→ Exercise text
/---

Recovering Proudly from Obstetric Fistula in DRC

Recovering Proudly from Obstetric Fistula in DRC

Nehema Bubake, seen recovering here at the Kaziba General Reference Hospital, is full of optimism now that her fistula has been repaired. {Photo credit: MSH.}Photo credit: MSH.

In the Democratic Republic of Congo, many women suffer complications during pregnancy and delivery, including obstetric fistula. Prolonged labor may result in a hole (“fistula”) between a woman’s birth canal and bladder or lower intestine, resulting in chronic leaking of urine or feces. This, in turn, leads to social isolation as the women can’t keep themselves clean, are ashamed of their condition, and withdraw from society. Many women and their families believe that this condition is due to a curse, leading to further separation from the community.

The USAID-funded Democratic Republic of Congo-Integrated Health Project (DRC-IHP), led by MSH, is supporting fistula repair in the health zone of Kaziba, in Sud Kivu province. The project facilitates transportation of women to the Kaziba General Reference Hospital, and provides the financial resources necessary to support their surgery and their basic needs for reintegration into their families and communities.

The project is also supporting the detection of fistula cases through local community health workers --- mostly women --- who identify those suffering with fistula and direct them to the facility for treatment.

\---

→ Given entries
/---

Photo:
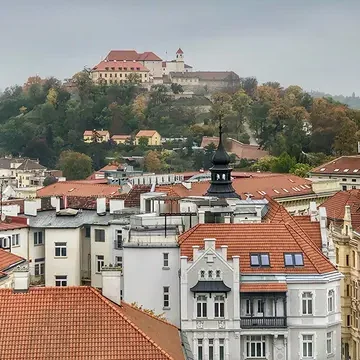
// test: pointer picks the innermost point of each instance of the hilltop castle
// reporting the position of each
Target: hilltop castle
(149, 69)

\---

→ Questions on the material
• a. Please repeat the part of the article on obstetric fistula in the DRC starting at "In the Democratic" and ending at "from the community.".
• b. In the article on obstetric fistula in the DRC, which province is the Kaziba health zone in?
• c. Write the next part of the article on obstetric fistula in the DRC, picking up after its last sentence.

→ Expected outputs
• a.
In the Democratic Republic of Congo, many women suffer complications during pregnancy and delivery, including obstetric fistula. Prolonged labor may result in a hole (“fistula”) between a woman’s birth canal and bladder or lower intestine, resulting in chronic leaking of urine or feces. This, in turn, leads to social isolation as the women can’t keep themselves clean, are ashamed of their condition, and withdraw from society. Many women and their families believe that this condition is due to a curse, leading to further separation from the community.

• b. Sud Kivu province.

• c.
Nehema Bubake is one woman who has been helped.  At age 20, she gave birth to her second child, resulting in a fistula. ''I immediately thought that the midwives or nurses who had helped me to give birth had destroyed my life, it was like they threw a stigma on me,'' Nehema says.

She lapsed into despair, sure that she would face a life of shame. But one day, through a community health worker, she learned that her situation was not a curse, but a treatable condition.

With DRC-IHP’s support, Nehema traveled to Kaziba from her rural village, a journey of 150 km (more than 90 miles), where skilled surgeons successfully repaired her fistula.

As she was leaving the hospital to return home, Nehema said, “I feel proud to return to my family healed and I thank the Kaziba Hospital for this intervention."

"Women who are in this situation can still hope.''

Led by Management Sciences for Health (MSH), in partnership with the International Rescue Committee (IRC) and Overseas Strategic Consulting (OSC), DRC-IHP is working to improve the basic health conditions of the Congolese people in 80 health zones in four provinces, including Sud Kivu.

Landry-Serges Malaba is the communications advisor for the DRC-Integrated Health Project.  Malaba is based in Kinshasa.

Comments

Tshitenge Francois
I wish IHP and partners such as SIAPS still offering the Congolese people many opportunities improved their hope. Thank you Dear Landry for sharing this result of DRC Team efforts.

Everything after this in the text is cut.